# [Activity]
From the first line to the last, please write out the data exactly.

Task data below:

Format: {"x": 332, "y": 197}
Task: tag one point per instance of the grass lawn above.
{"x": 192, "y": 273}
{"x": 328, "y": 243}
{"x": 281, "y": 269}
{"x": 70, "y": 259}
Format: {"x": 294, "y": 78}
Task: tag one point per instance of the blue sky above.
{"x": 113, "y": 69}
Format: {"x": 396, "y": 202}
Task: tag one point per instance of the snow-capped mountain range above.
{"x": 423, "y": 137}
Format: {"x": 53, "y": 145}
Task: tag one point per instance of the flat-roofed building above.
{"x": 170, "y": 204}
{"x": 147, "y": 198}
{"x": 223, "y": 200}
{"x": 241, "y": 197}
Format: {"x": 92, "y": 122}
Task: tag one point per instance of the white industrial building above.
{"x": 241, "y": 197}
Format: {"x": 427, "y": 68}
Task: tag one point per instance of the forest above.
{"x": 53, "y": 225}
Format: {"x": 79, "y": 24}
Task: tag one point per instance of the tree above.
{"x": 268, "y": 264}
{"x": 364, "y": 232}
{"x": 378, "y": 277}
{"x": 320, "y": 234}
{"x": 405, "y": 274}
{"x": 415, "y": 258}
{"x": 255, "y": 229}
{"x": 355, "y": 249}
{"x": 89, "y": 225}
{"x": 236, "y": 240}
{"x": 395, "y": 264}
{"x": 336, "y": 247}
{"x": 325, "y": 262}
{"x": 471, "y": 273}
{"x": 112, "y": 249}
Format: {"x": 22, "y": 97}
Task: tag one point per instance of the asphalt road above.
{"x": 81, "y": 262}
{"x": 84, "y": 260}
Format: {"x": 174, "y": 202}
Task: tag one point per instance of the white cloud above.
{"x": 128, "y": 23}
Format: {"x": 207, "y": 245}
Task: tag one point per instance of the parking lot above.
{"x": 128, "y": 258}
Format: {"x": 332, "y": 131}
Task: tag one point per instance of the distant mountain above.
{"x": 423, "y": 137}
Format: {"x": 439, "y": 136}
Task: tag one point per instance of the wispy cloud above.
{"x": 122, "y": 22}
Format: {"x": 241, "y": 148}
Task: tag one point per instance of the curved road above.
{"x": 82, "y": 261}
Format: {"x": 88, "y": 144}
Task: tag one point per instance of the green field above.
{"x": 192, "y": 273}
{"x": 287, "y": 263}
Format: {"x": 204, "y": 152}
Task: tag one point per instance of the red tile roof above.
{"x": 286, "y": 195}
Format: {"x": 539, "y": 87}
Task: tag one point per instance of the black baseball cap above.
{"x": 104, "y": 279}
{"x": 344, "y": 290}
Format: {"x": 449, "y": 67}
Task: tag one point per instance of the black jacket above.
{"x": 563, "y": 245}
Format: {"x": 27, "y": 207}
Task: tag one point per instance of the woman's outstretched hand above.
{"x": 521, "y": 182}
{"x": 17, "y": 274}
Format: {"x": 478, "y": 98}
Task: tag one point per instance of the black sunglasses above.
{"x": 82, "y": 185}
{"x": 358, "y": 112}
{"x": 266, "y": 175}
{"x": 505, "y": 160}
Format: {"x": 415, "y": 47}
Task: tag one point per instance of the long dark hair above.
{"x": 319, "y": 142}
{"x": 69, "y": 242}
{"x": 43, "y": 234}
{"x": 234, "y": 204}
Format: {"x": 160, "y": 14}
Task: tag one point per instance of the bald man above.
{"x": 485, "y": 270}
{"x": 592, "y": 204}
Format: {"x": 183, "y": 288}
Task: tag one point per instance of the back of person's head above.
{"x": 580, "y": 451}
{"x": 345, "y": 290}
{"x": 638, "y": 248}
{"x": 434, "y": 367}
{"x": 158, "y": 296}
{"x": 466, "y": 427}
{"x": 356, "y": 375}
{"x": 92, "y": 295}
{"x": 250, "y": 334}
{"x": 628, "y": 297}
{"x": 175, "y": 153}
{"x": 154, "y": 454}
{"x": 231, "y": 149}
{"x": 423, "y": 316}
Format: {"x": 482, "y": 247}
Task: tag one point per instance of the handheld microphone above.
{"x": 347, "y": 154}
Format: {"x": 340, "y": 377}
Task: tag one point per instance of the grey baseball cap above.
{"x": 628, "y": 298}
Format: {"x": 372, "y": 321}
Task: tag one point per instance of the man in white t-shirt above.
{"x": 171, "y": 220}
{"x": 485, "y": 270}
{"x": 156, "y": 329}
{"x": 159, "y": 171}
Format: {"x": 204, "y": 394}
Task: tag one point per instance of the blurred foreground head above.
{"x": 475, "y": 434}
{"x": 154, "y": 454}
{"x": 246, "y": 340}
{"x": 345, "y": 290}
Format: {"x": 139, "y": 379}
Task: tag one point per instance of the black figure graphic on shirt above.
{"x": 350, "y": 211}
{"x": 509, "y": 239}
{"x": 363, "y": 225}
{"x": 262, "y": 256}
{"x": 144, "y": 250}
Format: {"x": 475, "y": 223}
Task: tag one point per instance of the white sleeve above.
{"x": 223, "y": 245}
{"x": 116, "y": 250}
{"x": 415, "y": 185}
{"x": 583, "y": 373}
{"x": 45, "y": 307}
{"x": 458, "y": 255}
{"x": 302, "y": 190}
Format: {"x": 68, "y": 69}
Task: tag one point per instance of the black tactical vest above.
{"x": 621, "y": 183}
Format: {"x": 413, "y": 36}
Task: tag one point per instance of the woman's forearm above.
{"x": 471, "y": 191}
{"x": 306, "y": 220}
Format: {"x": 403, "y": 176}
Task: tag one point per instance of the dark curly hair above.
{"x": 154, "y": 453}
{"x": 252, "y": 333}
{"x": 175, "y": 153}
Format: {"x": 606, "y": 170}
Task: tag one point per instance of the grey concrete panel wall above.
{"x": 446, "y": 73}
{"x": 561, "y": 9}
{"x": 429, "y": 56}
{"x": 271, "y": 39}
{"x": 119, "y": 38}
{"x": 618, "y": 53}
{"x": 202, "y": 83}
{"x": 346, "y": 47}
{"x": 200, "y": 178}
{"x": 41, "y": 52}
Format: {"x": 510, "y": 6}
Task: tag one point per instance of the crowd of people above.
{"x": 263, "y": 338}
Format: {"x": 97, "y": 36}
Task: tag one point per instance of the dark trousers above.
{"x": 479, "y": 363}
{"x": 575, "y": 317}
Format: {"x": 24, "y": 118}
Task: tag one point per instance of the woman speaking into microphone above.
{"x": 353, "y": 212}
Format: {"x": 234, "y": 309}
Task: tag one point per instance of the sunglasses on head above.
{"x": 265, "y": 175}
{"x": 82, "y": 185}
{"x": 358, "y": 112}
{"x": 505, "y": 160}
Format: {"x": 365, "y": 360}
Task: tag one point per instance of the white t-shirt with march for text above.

End of Task data.

# [Response area]
Format: {"x": 332, "y": 197}
Task: tag one point per instance of the grass lawn above.
{"x": 192, "y": 273}
{"x": 328, "y": 243}
{"x": 281, "y": 269}
{"x": 70, "y": 259}
Format: {"x": 294, "y": 78}
Task: tag one point per instance of the blue sky above.
{"x": 113, "y": 69}
Format: {"x": 396, "y": 202}
Task: tag one point per instance of the snow-capped mountain range above.
{"x": 423, "y": 137}
Format: {"x": 53, "y": 145}
Task: tag one point per instance of the flat-roofed building above.
{"x": 170, "y": 204}
{"x": 147, "y": 198}
{"x": 223, "y": 200}
{"x": 241, "y": 197}
Format: {"x": 92, "y": 122}
Task: tag one point per instance of the white industrial building above.
{"x": 241, "y": 197}
Format: {"x": 427, "y": 68}
Task: tag one point per instance of the forest above.
{"x": 53, "y": 225}
Format: {"x": 79, "y": 24}
Task: tag one point per instance of the tree above.
{"x": 268, "y": 264}
{"x": 364, "y": 232}
{"x": 378, "y": 277}
{"x": 320, "y": 234}
{"x": 405, "y": 274}
{"x": 415, "y": 258}
{"x": 255, "y": 229}
{"x": 355, "y": 249}
{"x": 89, "y": 225}
{"x": 236, "y": 240}
{"x": 395, "y": 264}
{"x": 336, "y": 247}
{"x": 325, "y": 262}
{"x": 471, "y": 273}
{"x": 112, "y": 249}
Format: {"x": 22, "y": 97}
Task: tag one point per instance of the asphalt road above.
{"x": 81, "y": 262}
{"x": 84, "y": 260}
Format: {"x": 174, "y": 202}
Task: tag one point per instance of the white cloud above.
{"x": 128, "y": 23}
Format: {"x": 207, "y": 245}
Task: tag one point per instance of the parking lot above.
{"x": 128, "y": 258}
Format: {"x": 332, "y": 131}
Task: tag one point per instance of the distant mountain above.
{"x": 423, "y": 137}
Format: {"x": 439, "y": 136}
Task: tag one point per instance of the wispy cloud above.
{"x": 122, "y": 22}
Format: {"x": 241, "y": 148}
Task: tag one point per instance of the curved road above.
{"x": 82, "y": 261}
Format: {"x": 88, "y": 144}
Task: tag one point per instance of the green field above.
{"x": 192, "y": 273}
{"x": 287, "y": 263}
Format: {"x": 204, "y": 152}
Task: tag one point per instance of the red tile roof above.
{"x": 286, "y": 195}
Format: {"x": 539, "y": 87}
Task: tag one point per instance of the black baseball cap above.
{"x": 104, "y": 279}
{"x": 344, "y": 290}
Format: {"x": 449, "y": 67}
Task: tag one point per instance of the black jacket above.
{"x": 563, "y": 245}
Format: {"x": 27, "y": 207}
Task: tag one point per instance of the woman's outstretched hand above.
{"x": 521, "y": 182}
{"x": 17, "y": 274}
Format: {"x": 478, "y": 98}
Task: tag one point per instance of the black sunglasses above.
{"x": 82, "y": 185}
{"x": 358, "y": 112}
{"x": 266, "y": 175}
{"x": 505, "y": 160}
Format: {"x": 415, "y": 47}
Task: tag one point per instance of the long dark hair above.
{"x": 319, "y": 142}
{"x": 69, "y": 242}
{"x": 43, "y": 234}
{"x": 234, "y": 204}
Format: {"x": 160, "y": 14}
Task: tag one point per instance of the bald man above.
{"x": 485, "y": 270}
{"x": 592, "y": 204}
Format: {"x": 183, "y": 288}
Task: tag one point per instance of the back of person's head above.
{"x": 580, "y": 451}
{"x": 345, "y": 290}
{"x": 638, "y": 248}
{"x": 434, "y": 367}
{"x": 158, "y": 296}
{"x": 466, "y": 427}
{"x": 356, "y": 375}
{"x": 92, "y": 295}
{"x": 250, "y": 334}
{"x": 628, "y": 297}
{"x": 175, "y": 153}
{"x": 154, "y": 454}
{"x": 231, "y": 149}
{"x": 423, "y": 316}
Format: {"x": 482, "y": 247}
Task: tag one point per instance of the handheld microphone above.
{"x": 347, "y": 154}
Format: {"x": 340, "y": 377}
Task: tag one point per instance of the grey baseball cap above.
{"x": 628, "y": 298}
Format: {"x": 372, "y": 321}
Task: tag one point per instance of the man in white t-shirt above.
{"x": 171, "y": 220}
{"x": 485, "y": 270}
{"x": 156, "y": 329}
{"x": 159, "y": 171}
Format: {"x": 204, "y": 394}
Task: tag one point per instance of the blurred foreground head above.
{"x": 475, "y": 434}
{"x": 154, "y": 454}
{"x": 246, "y": 340}
{"x": 345, "y": 290}
Format: {"x": 139, "y": 379}
Task: tag one point per instance of the black figure graphic on shirt above.
{"x": 350, "y": 211}
{"x": 509, "y": 239}
{"x": 363, "y": 225}
{"x": 262, "y": 256}
{"x": 144, "y": 250}
Format: {"x": 475, "y": 223}
Task: tag one point per instance of the white sleeve above.
{"x": 223, "y": 245}
{"x": 116, "y": 250}
{"x": 415, "y": 185}
{"x": 583, "y": 373}
{"x": 45, "y": 307}
{"x": 458, "y": 255}
{"x": 302, "y": 190}
Format: {"x": 68, "y": 69}
Task: tag one point per instance of the black tactical vest above.
{"x": 621, "y": 183}
Format: {"x": 413, "y": 36}
Task: tag one point per instance of the woman's forearm above.
{"x": 471, "y": 191}
{"x": 306, "y": 220}
Format: {"x": 403, "y": 176}
Task: tag one point per instance of the dark curly hair above.
{"x": 154, "y": 453}
{"x": 252, "y": 333}
{"x": 175, "y": 153}
Format: {"x": 606, "y": 170}
Task: tag one point per instance of the grey concrete panel wall above.
{"x": 446, "y": 73}
{"x": 561, "y": 9}
{"x": 429, "y": 56}
{"x": 271, "y": 39}
{"x": 119, "y": 38}
{"x": 618, "y": 53}
{"x": 202, "y": 83}
{"x": 346, "y": 47}
{"x": 200, "y": 178}
{"x": 41, "y": 52}
Format: {"x": 510, "y": 6}
Task: tag one point per instance of the crowd of people above.
{"x": 263, "y": 338}
Format: {"x": 97, "y": 36}
Task: tag one point per instance of the dark trousers above.
{"x": 479, "y": 363}
{"x": 575, "y": 317}
Format: {"x": 24, "y": 118}
Task: tag one point per instance of the woman speaking into microphone above.
{"x": 353, "y": 212}
Format: {"x": 234, "y": 309}
Task: tag one point per instance of the sunglasses on head above.
{"x": 265, "y": 175}
{"x": 82, "y": 185}
{"x": 358, "y": 112}
{"x": 505, "y": 160}
Format: {"x": 365, "y": 360}
Task: tag one point per instance of the white t-shirt with march for text above.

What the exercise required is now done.